• [READING TEXT]
* * * * * * *

Stumbling Blocks and Scandals

“Have you seen Priscilla? Was she trying to look away
From the pity in the mirror of your eyes as surprise held sway?
And did she look delightful in that frightful kind of way?
And could you still see the girl that loved me after all that I carved away?       

A fist clenched in my heart when I heard you say
“She has gone down the road called wrong”
So go right ahead and cast the blame my way

And when you saw Priscilla did you finally judge me
As the jailer and the killer of the glory she should be?”
— Justin Currie
“The Son of Man will send his angels, and they will gather out of his kingdom all causes of sin” (Matthew 13:41)
For those who have never heard of him (which is probably most people), Justin Currie is a grumpy, unusually perceptive Scottish writer of pop songs. The first quote is a lyric that has been stuck in my head for a month, largely because of its sadness — and because in it he assumes that we bear responsibility for the impact we have on one another’s lives, something that is increasingly uncommon in our individualistic society.

The second quote is from someone considerably more perceptive than even Mr. Currie; someone who knows a great deal about sin and its causes.

The words “causes of sin” are also translated “things that offend” or “occasion of stumbling”. In the Greek it is one word, scandalon, from which we get the English word “scandal”. However, our modern usage of that word carries some baggage that the Greek did not. When we refer to a “scandal”, we are primarily describing our own reaction to it. We are saying that we are shocked, or perhaps even titillated.

In our typically modern fashion, we describe our own emotions, rather than the spiritual consequences of our acts and desires.

It is the same word the Lord famously and repeatedly used when he said, “If your hand causes you to sin, cut it off”, “If your foot causes you to sin, cut it off”, and “Whoever causes one of these little ones who believe in me to sin, it would be better for him if a great millstone were hung around his neck and he were thrown into the sea.”

We might say the term, as used by the Lord, carries the meaning to be “knocked off course spiritually”. It describes the sort of act, impulse or seething preoccupation that does damage to our lives, the lives of others, our relationship with God, and potentially theirs; damage that is ongoing and in some instances permanent.

The Lord taught that at the end of the age, all causes of sin will be rooted out of the kingdom, which is a great thing, because in this world, there are plenty of potential causes of sin.

First, our own desires cause us to sin. Lust is the example the Lord gives in Matthew, but he also teaches that the sin of lust, or inappropriate desire, takes place in the heart before and independent of any actions that may eventually follow from it. An adulterer, for example, commits multiple sins: the first and primary offence is against God (and against himself) in the privacy of his own heart; the second is the physical act itself; the third is that he causes his partner to sin; the fourth is that he sins against her husband, and so on. If she has children, I believe that he sins against them too, and the effects of his lust ripple through multiple lives.

* * * * * * *

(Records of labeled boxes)
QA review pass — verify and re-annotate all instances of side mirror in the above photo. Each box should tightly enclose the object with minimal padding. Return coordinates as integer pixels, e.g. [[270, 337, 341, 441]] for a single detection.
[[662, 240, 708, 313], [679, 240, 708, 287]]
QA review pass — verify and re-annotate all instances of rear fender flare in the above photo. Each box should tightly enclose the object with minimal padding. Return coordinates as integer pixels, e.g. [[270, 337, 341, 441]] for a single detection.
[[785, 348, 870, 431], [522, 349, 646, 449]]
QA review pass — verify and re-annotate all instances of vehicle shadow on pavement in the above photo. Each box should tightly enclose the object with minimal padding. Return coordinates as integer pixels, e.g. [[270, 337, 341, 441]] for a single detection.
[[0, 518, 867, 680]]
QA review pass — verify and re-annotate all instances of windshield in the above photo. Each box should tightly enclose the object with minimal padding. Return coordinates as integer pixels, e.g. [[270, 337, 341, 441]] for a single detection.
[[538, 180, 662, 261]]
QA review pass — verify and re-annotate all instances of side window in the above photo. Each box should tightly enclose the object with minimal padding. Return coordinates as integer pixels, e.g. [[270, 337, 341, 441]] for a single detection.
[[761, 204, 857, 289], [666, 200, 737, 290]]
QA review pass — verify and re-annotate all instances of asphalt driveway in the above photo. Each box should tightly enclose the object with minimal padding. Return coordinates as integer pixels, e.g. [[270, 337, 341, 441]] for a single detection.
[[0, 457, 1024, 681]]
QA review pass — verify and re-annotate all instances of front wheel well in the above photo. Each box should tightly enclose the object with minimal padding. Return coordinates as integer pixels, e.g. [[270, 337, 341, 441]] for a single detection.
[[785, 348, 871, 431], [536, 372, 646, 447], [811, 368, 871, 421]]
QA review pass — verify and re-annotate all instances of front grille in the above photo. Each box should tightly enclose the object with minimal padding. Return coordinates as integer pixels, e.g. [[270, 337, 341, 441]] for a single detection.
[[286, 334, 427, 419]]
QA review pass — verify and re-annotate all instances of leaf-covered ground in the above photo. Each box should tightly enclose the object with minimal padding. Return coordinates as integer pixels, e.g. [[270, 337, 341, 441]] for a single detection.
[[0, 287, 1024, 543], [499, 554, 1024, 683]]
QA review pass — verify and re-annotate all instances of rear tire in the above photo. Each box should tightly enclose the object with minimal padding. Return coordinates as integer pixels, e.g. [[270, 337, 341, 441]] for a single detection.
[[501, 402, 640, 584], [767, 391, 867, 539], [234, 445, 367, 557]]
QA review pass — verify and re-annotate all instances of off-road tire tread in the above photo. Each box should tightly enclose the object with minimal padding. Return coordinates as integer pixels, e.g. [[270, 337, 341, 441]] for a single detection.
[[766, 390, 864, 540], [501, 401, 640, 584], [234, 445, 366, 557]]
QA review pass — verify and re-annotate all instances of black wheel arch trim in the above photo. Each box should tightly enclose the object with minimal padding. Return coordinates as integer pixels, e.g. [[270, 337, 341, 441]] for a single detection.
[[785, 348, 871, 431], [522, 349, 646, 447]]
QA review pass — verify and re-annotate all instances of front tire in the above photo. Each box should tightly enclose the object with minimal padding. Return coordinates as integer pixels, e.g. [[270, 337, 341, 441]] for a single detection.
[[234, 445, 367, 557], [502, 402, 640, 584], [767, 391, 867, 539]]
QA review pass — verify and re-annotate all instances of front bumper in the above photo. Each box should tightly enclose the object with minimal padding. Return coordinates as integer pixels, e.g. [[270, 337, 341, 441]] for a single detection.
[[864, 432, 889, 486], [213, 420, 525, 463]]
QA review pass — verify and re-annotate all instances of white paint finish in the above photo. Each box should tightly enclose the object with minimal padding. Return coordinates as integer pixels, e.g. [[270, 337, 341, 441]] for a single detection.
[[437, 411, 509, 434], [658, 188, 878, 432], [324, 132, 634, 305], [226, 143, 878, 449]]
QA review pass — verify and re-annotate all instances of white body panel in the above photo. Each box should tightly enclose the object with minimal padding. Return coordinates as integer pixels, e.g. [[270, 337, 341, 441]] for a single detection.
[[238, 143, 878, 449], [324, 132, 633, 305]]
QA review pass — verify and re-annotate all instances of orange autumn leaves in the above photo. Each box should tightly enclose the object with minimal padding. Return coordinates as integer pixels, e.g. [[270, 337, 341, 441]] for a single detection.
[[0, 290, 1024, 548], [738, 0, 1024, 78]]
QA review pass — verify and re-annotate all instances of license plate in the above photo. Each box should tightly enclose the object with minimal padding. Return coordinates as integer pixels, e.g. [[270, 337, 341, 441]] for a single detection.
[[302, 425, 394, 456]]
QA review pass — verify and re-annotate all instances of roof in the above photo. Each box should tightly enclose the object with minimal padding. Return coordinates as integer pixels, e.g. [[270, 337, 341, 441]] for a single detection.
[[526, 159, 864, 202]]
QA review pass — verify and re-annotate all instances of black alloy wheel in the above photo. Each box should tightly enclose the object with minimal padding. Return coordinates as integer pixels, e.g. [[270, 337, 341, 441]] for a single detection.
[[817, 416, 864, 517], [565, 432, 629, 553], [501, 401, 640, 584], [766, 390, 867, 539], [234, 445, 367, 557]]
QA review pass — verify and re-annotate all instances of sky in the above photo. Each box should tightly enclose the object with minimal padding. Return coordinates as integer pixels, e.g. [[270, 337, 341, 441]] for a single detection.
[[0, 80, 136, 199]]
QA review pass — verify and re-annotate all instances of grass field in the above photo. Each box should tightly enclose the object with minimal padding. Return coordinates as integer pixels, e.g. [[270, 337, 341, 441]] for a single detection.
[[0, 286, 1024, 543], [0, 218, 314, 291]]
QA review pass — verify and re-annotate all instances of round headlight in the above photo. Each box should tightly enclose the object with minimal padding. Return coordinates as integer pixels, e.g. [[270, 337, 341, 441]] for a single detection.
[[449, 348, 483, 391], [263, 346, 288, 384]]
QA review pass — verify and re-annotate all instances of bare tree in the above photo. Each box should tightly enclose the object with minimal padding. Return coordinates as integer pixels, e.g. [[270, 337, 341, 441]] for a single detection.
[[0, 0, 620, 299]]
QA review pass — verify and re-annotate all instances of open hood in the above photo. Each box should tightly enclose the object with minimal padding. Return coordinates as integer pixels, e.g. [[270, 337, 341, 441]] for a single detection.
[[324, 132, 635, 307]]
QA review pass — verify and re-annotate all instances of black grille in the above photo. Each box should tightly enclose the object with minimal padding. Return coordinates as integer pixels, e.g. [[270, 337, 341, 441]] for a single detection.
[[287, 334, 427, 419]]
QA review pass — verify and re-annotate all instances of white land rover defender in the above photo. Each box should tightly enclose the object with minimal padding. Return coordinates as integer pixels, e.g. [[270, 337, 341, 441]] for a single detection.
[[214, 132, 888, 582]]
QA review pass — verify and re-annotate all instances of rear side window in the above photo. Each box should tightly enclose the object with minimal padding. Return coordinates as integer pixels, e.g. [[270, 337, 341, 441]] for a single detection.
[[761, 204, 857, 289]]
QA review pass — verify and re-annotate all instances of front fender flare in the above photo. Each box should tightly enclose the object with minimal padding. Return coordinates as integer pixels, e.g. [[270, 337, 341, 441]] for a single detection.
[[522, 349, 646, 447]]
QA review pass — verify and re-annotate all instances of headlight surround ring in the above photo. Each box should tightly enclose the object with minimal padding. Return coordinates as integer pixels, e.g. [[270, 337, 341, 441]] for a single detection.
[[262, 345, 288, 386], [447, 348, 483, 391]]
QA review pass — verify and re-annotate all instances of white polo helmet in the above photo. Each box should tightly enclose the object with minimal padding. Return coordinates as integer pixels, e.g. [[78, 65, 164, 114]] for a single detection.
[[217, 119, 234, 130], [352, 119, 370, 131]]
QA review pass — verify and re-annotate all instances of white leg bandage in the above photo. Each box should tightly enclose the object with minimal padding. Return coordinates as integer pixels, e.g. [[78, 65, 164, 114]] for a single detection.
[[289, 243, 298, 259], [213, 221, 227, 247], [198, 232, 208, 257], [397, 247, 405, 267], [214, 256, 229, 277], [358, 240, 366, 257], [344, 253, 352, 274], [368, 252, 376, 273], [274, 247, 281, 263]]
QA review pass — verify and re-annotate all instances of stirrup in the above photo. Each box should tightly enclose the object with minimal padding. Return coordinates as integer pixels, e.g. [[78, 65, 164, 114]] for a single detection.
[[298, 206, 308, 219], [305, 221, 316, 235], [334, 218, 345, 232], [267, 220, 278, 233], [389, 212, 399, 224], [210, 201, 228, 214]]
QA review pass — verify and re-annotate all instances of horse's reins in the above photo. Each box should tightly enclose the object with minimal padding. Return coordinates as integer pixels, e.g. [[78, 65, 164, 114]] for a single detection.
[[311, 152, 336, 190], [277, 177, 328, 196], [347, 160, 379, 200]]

* * * * * * *

• [LIST OF TASKS]
- a) Please repeat word for word the part of the essay on causes of sin that opens with the words containing "The Lord taught" and closes with "through multiple lives.".
- b) Answer these questions from the essay on causes of sin:
(i) What nationality does it give Justin Currie?
(ii) What single Greek word lies behind "causes of sin"?
(iii) Which desire does it say the Lord gives as the example in Matthew?
- c) Summarize the essay on causes of sin in two sentences.

• [SOLUTION LIST]
- a)
The Lord taught that at the end of the age, all causes of sin will be rooted out of the kingdom, which is a great thing, because in this world, there are plenty of potential causes of sin.

First, our own desires cause us to sin. Lust is the example the Lord gives in Matthew, but he also teaches that the sin of lust, or inappropriate desire, takes place in the heart before and independent of any actions that may eventually follow from it. An adulterer, for example, commits multiple sins: the first and primary offence is against God (and against himself) in the privacy of his own heart; the second is the physical act itself; the third is that he causes his partner to sin; the fourth is that he sins against her husband, and so on. If she has children, I believe that he sins against them too, and the effects of his lust ripple through multiple lives.

- b)
(i) Scottish
(ii) Scandalon
(iii) Lust

- c) The essay sets a Justin Currie lyric, which assumes we bear responsibility for our impact on one another's lives, beside a verse from Matthew about gathering all causes of sin out of the kingdom. It explains that the Greek word scandalon means being knocked off course spiritually rather than our modern reaction of shock, and names our own desires, such as lust, as a first cause of sin whose effects ripple through multiple lives.